DOCUMENT EXTRACT below:
Cerebras Systems' recent launch of its third-generation chip, the CS-3, marks a significant shift in the AI hardware landscape, challenging Nvidia’s long-standing dominance with its GPUs. The CS-3, leveraging Cerebras' flagship wafer-scale engine technology, introduces new possibilities for AI inference, a critical phase where AI models are applied in real-world scenarios.
Until now, Nvidia's GPUs have led the market, particularly in training large language models (LLMs). However, the upcoming shift from training to inference—where trained models are deployed for real-time applications—could disrupt this status quo. As AI applications increasingly rely on inference, the demand for speed and efficiency is escalating, with the AI inference market projected to hit $90.6 billion by 2030.
Inference involves evaluating new data with a trained AI model, such as during a conversation with an LLM or in autonomous driving. Historically, GPUs have been preferred for their parallel computing capabilities essential for training massive datasets. Yet, as inference workloads grow, the high power consumption, heat generation, and maintenance costs of GPUs become more burdensome.
Cerebras, founded in 2016, is revolutionizing AI inference hardware with its Wafer-Scale Engine (WSE). The recently launched CS-3 chip is a leap forward, featuring 4 trillion transistors and being 56 times larger than the biggest GPUs. This massive chip, which contains 3000 times more on-chip memory than GPUs, allows for unprecedented performance and efficiency by processing large workloads without extensive networking.
The CS-3 excels in handling LLMs, processing up to 1,800 tokens per second for the Llama 3.1 8B model. With a cost of just 10 cents per million tokens, Cerebras offers a competitive alternative to Nvidia’s GPUs. The chip’s impressive speed and efficiency are already gaining attention from industry leaders. Kim Branson of GlaxoSmithKline noted that the CS-3 has enhanced their drug discovery capabilities, while Denis Yarats from Perplexity highlighted its potential to transform search engines with its lower latency. Russell d’Sa of LiveKit praised its role in advancing multimodal AI applications.
End of DOCUMENT EXTRACT.
RECORD EXCERPTS below:
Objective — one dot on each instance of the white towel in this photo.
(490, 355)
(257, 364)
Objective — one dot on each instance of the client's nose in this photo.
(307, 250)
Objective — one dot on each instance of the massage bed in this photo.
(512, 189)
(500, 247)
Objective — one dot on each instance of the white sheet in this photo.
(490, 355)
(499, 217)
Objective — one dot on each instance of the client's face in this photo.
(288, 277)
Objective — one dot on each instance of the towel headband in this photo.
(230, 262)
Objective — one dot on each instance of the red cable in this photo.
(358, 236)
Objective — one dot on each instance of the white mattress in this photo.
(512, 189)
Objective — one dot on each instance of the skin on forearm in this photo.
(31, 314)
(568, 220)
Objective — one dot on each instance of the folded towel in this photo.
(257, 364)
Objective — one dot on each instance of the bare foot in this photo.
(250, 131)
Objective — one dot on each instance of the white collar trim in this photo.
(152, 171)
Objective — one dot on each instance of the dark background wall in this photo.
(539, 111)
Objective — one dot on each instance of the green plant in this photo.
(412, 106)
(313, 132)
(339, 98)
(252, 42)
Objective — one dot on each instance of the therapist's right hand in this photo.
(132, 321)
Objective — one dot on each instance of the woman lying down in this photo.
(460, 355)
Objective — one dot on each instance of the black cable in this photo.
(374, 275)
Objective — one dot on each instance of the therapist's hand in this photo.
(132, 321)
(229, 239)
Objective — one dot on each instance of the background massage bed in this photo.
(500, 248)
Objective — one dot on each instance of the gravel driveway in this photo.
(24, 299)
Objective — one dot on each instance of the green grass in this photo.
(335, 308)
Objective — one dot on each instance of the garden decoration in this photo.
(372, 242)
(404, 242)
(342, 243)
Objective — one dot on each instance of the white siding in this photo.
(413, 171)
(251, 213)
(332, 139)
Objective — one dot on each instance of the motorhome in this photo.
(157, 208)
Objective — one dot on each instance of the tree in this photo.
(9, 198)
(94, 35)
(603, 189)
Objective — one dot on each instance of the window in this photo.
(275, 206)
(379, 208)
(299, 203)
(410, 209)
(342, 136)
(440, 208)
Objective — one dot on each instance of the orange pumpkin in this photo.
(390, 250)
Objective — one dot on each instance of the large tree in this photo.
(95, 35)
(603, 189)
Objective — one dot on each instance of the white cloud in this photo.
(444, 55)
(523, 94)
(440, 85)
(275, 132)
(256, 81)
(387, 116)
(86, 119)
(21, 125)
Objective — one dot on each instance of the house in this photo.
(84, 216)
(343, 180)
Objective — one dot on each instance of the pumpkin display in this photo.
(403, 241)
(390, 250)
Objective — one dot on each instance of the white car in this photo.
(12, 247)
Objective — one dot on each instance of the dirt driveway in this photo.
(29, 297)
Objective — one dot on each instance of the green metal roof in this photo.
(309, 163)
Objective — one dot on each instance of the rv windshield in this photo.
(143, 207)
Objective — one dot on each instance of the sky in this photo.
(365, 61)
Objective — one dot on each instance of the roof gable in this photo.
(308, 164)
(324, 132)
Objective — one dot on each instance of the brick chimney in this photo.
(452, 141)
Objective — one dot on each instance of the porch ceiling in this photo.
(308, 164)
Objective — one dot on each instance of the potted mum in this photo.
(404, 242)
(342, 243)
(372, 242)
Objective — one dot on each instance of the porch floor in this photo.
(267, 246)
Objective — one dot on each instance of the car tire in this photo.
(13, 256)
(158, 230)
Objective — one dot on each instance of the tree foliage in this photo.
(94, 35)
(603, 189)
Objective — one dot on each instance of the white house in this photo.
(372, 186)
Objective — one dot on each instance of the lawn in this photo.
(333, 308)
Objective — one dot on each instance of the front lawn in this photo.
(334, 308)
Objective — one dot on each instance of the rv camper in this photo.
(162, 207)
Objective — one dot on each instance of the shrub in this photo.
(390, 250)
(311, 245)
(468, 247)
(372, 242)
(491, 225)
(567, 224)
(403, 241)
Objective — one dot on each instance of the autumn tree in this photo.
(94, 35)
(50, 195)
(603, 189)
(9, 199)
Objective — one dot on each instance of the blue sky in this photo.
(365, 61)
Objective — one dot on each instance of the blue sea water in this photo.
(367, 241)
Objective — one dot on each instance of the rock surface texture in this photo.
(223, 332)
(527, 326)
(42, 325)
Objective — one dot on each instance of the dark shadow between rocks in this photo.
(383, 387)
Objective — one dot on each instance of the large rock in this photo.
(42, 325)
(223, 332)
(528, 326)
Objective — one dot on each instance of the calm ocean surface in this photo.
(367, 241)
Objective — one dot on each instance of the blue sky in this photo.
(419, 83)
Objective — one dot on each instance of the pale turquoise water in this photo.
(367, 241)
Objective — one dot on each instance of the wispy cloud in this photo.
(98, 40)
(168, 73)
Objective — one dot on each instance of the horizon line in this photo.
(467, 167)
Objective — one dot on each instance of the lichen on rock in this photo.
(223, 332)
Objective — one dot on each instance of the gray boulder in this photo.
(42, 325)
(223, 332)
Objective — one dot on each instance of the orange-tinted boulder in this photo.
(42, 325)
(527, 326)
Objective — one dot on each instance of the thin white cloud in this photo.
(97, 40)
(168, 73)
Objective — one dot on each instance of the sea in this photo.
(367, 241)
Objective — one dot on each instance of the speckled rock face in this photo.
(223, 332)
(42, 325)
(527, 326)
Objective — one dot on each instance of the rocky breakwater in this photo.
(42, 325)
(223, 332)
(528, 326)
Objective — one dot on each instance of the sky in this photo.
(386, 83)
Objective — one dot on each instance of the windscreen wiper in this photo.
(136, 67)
End of RECORD EXCERPTS.
[INSTRUCTIONS TO FOLLOW] Pick up the article on Cerebras' CS-3 chip and AI inference after its last sentence, and continue it in the same style.

[EXERCISE RESPONSE]
Despite Cerebras’ advancements, Nvidia remains a formidable competitor. Nvidia’s Hopper GPUs are well-established in both AI training and inference, supported by extensive cloud provider partnerships and a robust ecosystem. However, the landscape is becoming more competitive with startups like Groq entering the scene. Groq’s Tensor Streaming Processor (TSP) technology offers impressive performance, energy efficiency, and competitive pricing.
Although Cerebras and Groq are newer entrants, their cloud computing solutions are making their advanced technologies accessible. Cerebras Cloud offers flexible pricing, while Groq Cloud allows users to easily switch from other providers. These offerings provide a cost-effective and flexible way for enterprises to explore cutting-edge AI inference technologies.
The AI hardware market is evolving rapidly, with Cerebras and Groq presenting strong alternatives to Nvidia’s GPUs. As the industry transitions from AI training to inference, enterprises must consider the performance, efficiency, and cost-effectiveness of these emerging technologies to stay ahead in this dynamic field.